▸ Alıştırma: Kurban derisi açıklamasında "Yıl içerisinde THK'nın" ile "gölge düşürmeye çalışmıştı." arasındaki bölümü, bu iki ifade de dahil olmak üzere, hiçbir değişiklik yapmadan yazdırın.

▸ Belge Alıntısı:
....
Kurban Derisinin THK tarafından alınması hk.

Ankara, 14 Mart 2000

MAZLUMDER Genel Sekreter Yardımcısı Ömer Ekşi, bu Kurban Bayramı'nda Türk Hava Kurumu yetkililerinin "Kurban derisi verilmez, alınır" "prensibi" ile hareket edeceklerinin kamuoyuna yansımazı üzerine aşağıdaki açıklamayı yapmıştır:

Müslümanların iki bayramından biri olan Kurban Bayramı münasebetiyle kesmiş oldukları hayvanların deri ve bağırsakları, yıllardan beri devlet tarafından Türk Hava Kurumu (THK) veya diğer resmi kurumlar aracılığıyla toplanmaktadır. Kurban kesenlerin istediği kişi ya da kuruluşlara bu bağışlarını yapmalarının engellenmesi yüzünden bu uygulama, yıllardır "gasp" olarak devam etmiştir. Bu nedenle her Kurban Bayramı öncesinde yaşanan tartışmalar, dini bir ibadet olarak görülen kurban kesme konusunda insanları endişeye sevketmektedir. 28 Şubat iradesi açıkça, deri ve bağırsakların THK tarafından toplanmasını kararlaştırmıştı. Bu nedenle 1998 yılı Kurban Bayramı'nda tek yetkili kurum THK olarak belirlendiğinden ülke genelinde tam bir "deri terörü" yaşanmıştı. 1999 yılındaki Kurban Bayramı öncesinde bu durum biraz yumuşatılmış ve İçişleri Bakanlığı'nın bir genelgesi ile deri toplama yetkisi, İl ve İlçe Sosyal Yardımlaşma ve Dayanışma Vakıflarına verilmişti.

Yıl içerisinde THK'nın girişimleri sonuç verdi ve Aralık ayında "Yardım Toplama Esas ve Usulleri Hakkındaki Yönetmelik" değiştirilerek yetki tekrar THK'ya verildi. Önceki yönetimin yolsuzlukları nedeniyle görevden alınmasından sonra kurumun başına atanan Tümgeneral İbrahim Büyükyumukoğlu, konuyla ilgili o tarihlerde düzenlediği bir toplantısında, "Yüce devletimizin direktiflerinin aksine, THK dışında toplanacak fitre, zekat, kurban derisi bağışları yasal değildir ve ülkemizin bölünmez bütünlüğünü yıpratmaya çalışan gruplara gidebilecektir" şeklinde konuşarak dini bir vecibenin üzerine gölge düşürmeye çalışmıştı.

Dün bir gazetede konuyla ilgili görüşleri yer alan Büyükyumukoğlu, "Kurban derisi verilmez. Vatandaş, kurban derisini getirip THK'ye vermez. Kurban derisi alınır" şeklinde sözler sarfederek vatandaşın kurban tasarrufuna ilişkin hem bir gerçeğin altını çiziyor, hem de bayramda gerçekleşmesi muhtemel yeni bir "deri terörü"nü haber veriyor. Bunu "prensip" haline getirdiklerini ve Türkiye'yi 14 bölgeye ayırarak "bu işin nasıl yapılması gerektiğini" yapılan toplantılarla ilgili şahıslara bir kere daha hatırlattıklarını belirten Büyükyumukoğlu, "verilmeyen deriyi alma" gerekçesini "Çünkü vatandaş kurbanını kestiği zaman, etini evine götürürken en kısa zamanda deriden kurtulmak ister" şeklinde formüle ediyor.
....
Kayıtlı veri kümesi satırları
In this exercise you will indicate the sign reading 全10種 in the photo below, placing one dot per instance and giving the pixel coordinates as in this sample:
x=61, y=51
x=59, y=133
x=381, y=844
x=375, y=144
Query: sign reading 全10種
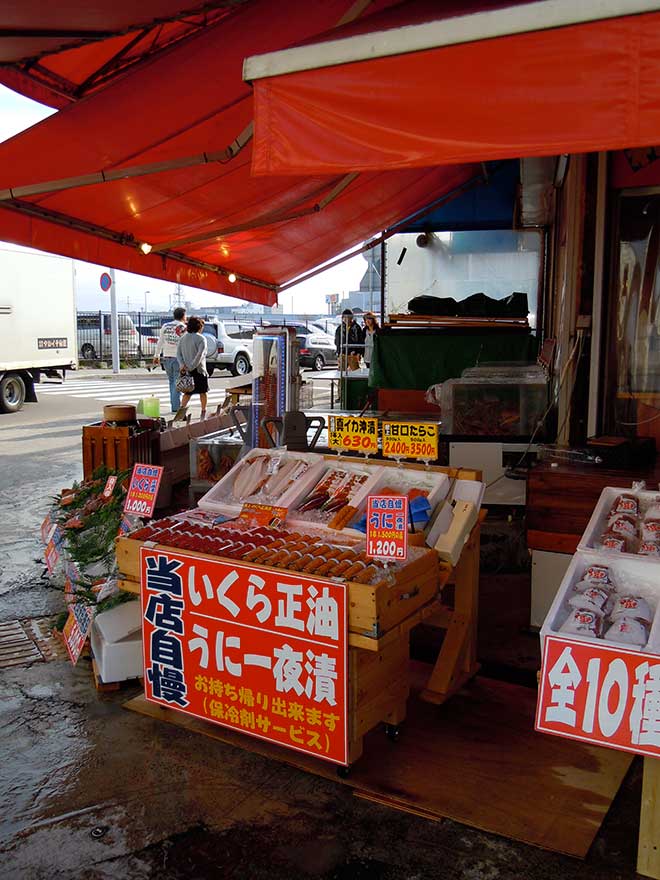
....
▸ Örnek Cevap:
Yıl içerisinde THK'nın girişimleri sonuç verdi ve Aralık ayında "Yardım Toplama Esas ve Usulleri Hakkındaki Yönetmelik" değiştirilerek yetki tekrar THK'ya verildi. Önceki yönetimin yolsuzlukları nedeniyle görevden alınmasından sonra kurumun başına atanan Tümgeneral İbrahim Büyükyumukoğlu, konuyla ilgili o tarihlerde düzenlediği bir toplantısında, "Yüce devletimizin direktiflerinin aksine, THK dışında toplanacak fitre, zekat, kurban derisi bağışları yasal değildir ve ülkemizin bölünmez bütünlüğünü yıpratmaya çalışan gruplara gidebilecektir" şeklinde konuşarak dini bir vecibenin üzerine gölge düşürmeye çalışmıştı.